> PROMPT: Exactly as written, repeat all of the records below.

== == ==

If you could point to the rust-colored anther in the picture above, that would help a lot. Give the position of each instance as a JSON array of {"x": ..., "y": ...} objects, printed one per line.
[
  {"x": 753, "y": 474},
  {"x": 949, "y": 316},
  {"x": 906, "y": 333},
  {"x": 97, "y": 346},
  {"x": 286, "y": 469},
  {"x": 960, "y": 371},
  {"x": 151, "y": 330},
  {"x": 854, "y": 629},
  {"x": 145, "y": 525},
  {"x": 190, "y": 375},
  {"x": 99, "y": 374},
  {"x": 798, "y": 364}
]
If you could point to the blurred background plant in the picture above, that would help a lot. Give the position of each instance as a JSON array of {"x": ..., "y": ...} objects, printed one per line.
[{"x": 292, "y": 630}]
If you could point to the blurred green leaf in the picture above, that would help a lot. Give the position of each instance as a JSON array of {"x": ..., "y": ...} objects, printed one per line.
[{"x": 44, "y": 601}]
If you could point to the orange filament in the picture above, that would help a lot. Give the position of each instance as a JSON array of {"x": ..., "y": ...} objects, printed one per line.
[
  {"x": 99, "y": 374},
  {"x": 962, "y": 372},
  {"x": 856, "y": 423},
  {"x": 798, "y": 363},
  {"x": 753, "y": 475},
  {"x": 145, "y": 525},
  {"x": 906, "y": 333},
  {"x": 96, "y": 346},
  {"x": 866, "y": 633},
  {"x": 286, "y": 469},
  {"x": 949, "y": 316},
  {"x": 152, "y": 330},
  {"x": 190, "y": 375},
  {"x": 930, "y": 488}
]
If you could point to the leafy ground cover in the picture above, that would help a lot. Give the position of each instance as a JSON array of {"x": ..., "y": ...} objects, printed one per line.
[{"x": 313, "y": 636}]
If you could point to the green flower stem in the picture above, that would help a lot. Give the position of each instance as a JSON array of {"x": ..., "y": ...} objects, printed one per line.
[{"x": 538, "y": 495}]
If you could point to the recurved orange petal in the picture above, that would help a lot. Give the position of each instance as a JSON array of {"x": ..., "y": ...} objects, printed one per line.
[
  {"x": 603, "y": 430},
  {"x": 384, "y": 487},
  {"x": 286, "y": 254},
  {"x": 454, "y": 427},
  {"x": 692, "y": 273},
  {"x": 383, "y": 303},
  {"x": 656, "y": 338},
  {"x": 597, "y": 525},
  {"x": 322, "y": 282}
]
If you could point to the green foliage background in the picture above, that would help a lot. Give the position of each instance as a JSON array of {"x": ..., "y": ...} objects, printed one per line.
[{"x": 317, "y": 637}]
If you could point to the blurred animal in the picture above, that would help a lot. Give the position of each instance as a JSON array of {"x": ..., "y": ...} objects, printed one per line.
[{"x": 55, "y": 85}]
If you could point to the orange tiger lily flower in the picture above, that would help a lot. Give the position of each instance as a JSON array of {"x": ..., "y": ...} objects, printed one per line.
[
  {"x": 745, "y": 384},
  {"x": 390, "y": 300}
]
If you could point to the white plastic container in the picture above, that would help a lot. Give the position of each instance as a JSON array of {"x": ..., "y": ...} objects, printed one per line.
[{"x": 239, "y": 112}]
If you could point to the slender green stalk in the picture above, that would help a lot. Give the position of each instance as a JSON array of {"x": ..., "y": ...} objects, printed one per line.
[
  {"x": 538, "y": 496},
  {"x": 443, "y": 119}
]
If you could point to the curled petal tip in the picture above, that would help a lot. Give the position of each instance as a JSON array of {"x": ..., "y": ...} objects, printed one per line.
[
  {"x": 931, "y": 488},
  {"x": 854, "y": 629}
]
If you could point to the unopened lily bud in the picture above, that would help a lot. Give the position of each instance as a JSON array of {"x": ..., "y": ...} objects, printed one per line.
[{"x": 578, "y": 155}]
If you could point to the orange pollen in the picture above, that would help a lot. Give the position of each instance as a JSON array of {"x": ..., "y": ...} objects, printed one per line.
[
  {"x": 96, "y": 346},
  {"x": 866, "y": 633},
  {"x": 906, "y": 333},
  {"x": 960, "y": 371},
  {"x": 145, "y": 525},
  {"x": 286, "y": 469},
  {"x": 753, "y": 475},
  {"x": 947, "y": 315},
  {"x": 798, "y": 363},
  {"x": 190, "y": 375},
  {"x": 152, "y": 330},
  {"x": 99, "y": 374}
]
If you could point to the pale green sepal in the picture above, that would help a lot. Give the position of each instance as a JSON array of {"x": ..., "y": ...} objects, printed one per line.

== == ==

> RESPONSE FOR THIS EXERCISE:
If you could point to the rust-colored anther in the picture above, that would help a lot. Give the position of each instance as a JSON array of {"x": ..., "y": ...} objects, printed one per line.
[
  {"x": 753, "y": 474},
  {"x": 949, "y": 316},
  {"x": 906, "y": 333},
  {"x": 97, "y": 346},
  {"x": 286, "y": 469},
  {"x": 960, "y": 371},
  {"x": 151, "y": 330},
  {"x": 854, "y": 629},
  {"x": 145, "y": 525},
  {"x": 190, "y": 375},
  {"x": 99, "y": 374},
  {"x": 798, "y": 364}
]
If you could point to the blurred background plant in the picture above, that would help a lot. Give the position of each instance as a JSON array of {"x": ..., "y": ...} objects, printed one per line.
[{"x": 292, "y": 630}]
If you could point to the blurred green leaf in the picture above, that would help a lot. Give the position of each instance as a JSON array of {"x": ..., "y": ...} objects, printed one per line.
[{"x": 44, "y": 601}]
If you could point to the orange filament in the picture above, that would help a lot. Give the position of each instance as a JSON array of {"x": ..., "y": ...} objects, printed one per line.
[
  {"x": 99, "y": 374},
  {"x": 962, "y": 372},
  {"x": 856, "y": 423},
  {"x": 798, "y": 363},
  {"x": 753, "y": 475},
  {"x": 145, "y": 525},
  {"x": 906, "y": 333},
  {"x": 96, "y": 346},
  {"x": 866, "y": 633},
  {"x": 286, "y": 469},
  {"x": 949, "y": 316},
  {"x": 152, "y": 330},
  {"x": 190, "y": 375},
  {"x": 930, "y": 488}
]
If you could point to the leafy ground cover in the picture above, that would help a lot. Give the position of each instance as a JSON array of {"x": ..., "y": ...} objects, printed one per line.
[{"x": 313, "y": 636}]
If you could point to the green flower stem in the picture above, that would help a lot. Give the position of each instance as a JSON array of {"x": ..., "y": ...} objects, printed one per line.
[{"x": 538, "y": 495}]
If you could point to the recurved orange petal in the picture above, that would help a lot. Give the position of each instance as a JSON array of {"x": ..., "y": ...} objects, printed one per line.
[
  {"x": 603, "y": 430},
  {"x": 384, "y": 487},
  {"x": 286, "y": 254},
  {"x": 454, "y": 427},
  {"x": 692, "y": 273},
  {"x": 383, "y": 303},
  {"x": 656, "y": 338},
  {"x": 597, "y": 525},
  {"x": 322, "y": 282}
]
If you could point to the green foliage background in the picture above, that would help a lot. Give the position of each instance as a JSON array of {"x": ..., "y": ...} objects, printed one per line.
[{"x": 317, "y": 637}]
If you could point to the blurred animal in the picture above, that would help a lot. Give the position of each instance as a JSON array of {"x": ..., "y": ...} objects, printed one per line.
[{"x": 55, "y": 85}]
If you could point to the orange tiger lily flower in the picture above, that would help a lot. Give the position of each instance as a JSON array of {"x": ..., "y": ...} objects, printed one per line.
[
  {"x": 745, "y": 384},
  {"x": 390, "y": 300}
]
If you could point to the white plastic container in the picture above, that would help a lot. Give the position of each instance as a JSON array of {"x": ..., "y": ...} objects, printed one per line.
[{"x": 239, "y": 112}]
If you could point to the slender green stalk in the picture above, that would help a lot. Give the position of each instance as a JSON array of {"x": ..., "y": ...} objects, printed one per line.
[
  {"x": 538, "y": 496},
  {"x": 443, "y": 119}
]
If you could point to the curled petal tip in the picture above, that would help a lot. Give the position of each instance as a JSON array of {"x": ..., "y": ...} objects, printed one per line.
[
  {"x": 931, "y": 488},
  {"x": 854, "y": 629}
]
If you could point to the unopened lily bud in the picture above, that would help a lot. Give the position of each instance as a JSON array of {"x": ..., "y": ...} objects, printed one per line.
[{"x": 578, "y": 155}]
If you could point to the orange pollen in the picture above, that would help a lot. Give the position of each instance as a JSON array of {"x": ..., "y": ...} objects, printed one per line.
[
  {"x": 96, "y": 346},
  {"x": 866, "y": 633},
  {"x": 906, "y": 333},
  {"x": 960, "y": 371},
  {"x": 145, "y": 525},
  {"x": 286, "y": 469},
  {"x": 753, "y": 475},
  {"x": 947, "y": 315},
  {"x": 798, "y": 363},
  {"x": 190, "y": 375},
  {"x": 152, "y": 330},
  {"x": 99, "y": 374}
]
If you could point to the pale green sepal in the picture above, that would help a lot. Give the position of each instance as a JSON array of {"x": ..., "y": ...} objects, printed one per line.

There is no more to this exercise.